═════ Material for this exercise ═════

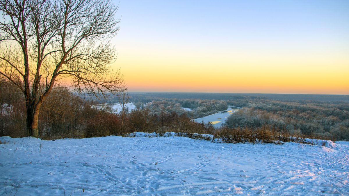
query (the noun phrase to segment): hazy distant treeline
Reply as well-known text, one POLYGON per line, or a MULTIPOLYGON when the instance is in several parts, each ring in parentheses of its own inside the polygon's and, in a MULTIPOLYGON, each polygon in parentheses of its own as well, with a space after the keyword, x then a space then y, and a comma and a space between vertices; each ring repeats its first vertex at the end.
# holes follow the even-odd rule
MULTIPOLYGON (((24 97, 18 89, 12 83, 0 80, 0 136, 26 135, 25 107, 19 103, 23 103, 19 101, 24 97)), ((209 102, 203 101, 198 105, 211 105, 209 102)), ((82 99, 66 87, 57 87, 42 106, 39 136, 45 139, 80 138, 122 135, 135 131, 213 134, 215 131, 210 123, 192 120, 193 117, 188 116, 179 103, 154 101, 147 104, 136 104, 138 107, 136 109, 124 111, 123 120, 121 113, 116 112, 111 105, 99 103, 82 99)))
POLYGON ((301 100, 287 102, 248 97, 227 101, 244 107, 229 116, 231 128, 257 128, 266 125, 291 134, 349 140, 349 104, 301 100))
MULTIPOLYGON (((13 85, 0 80, 0 136, 24 136, 27 113, 25 106, 21 103, 24 102, 20 101, 24 97, 13 85)), ((122 135, 135 131, 174 131, 220 134, 230 138, 229 135, 233 133, 236 136, 233 141, 238 141, 240 131, 254 136, 257 135, 254 133, 268 133, 267 129, 275 135, 303 135, 349 140, 348 102, 229 96, 229 99, 218 100, 136 96, 130 99, 136 108, 124 111, 122 118, 122 111, 117 113, 111 105, 97 104, 101 103, 57 87, 42 107, 39 136, 49 139, 122 135), (225 127, 216 129, 210 123, 192 120, 226 110, 228 105, 243 108, 228 117, 225 127)))
POLYGON ((144 104, 155 113, 158 113, 161 111, 165 111, 168 112, 174 112, 181 115, 186 113, 187 115, 192 118, 211 115, 227 110, 228 108, 226 101, 215 100, 167 99, 149 97, 146 97, 144 99, 133 98, 132 99, 136 102, 136 105, 144 104), (190 108, 192 110, 186 111, 182 107, 190 108))

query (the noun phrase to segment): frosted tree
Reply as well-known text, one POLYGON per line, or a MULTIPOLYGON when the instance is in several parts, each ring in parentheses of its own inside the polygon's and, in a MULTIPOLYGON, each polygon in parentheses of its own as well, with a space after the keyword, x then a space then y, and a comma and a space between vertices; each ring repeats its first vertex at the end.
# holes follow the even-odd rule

═════

- [What you need to do] Starting at the line that contains "query (the noun phrase to segment): frosted", retype each line through the end of the listing above and nothing else.

- [Exercise solution]
query (the noun phrase to segment): frosted tree
Reply as well-known text, one POLYGON per line, or a MULTIPOLYGON when the instance is in several parts, each ring in parentheses of its own inside the polygon's and, in a MULTIPOLYGON, each polygon in parentheses of its own as well, with a space after the keyword, x then a space then y, and a comma and a space between vertices; each ring repeats its first vertex at the end.
# holes follow the even-odd rule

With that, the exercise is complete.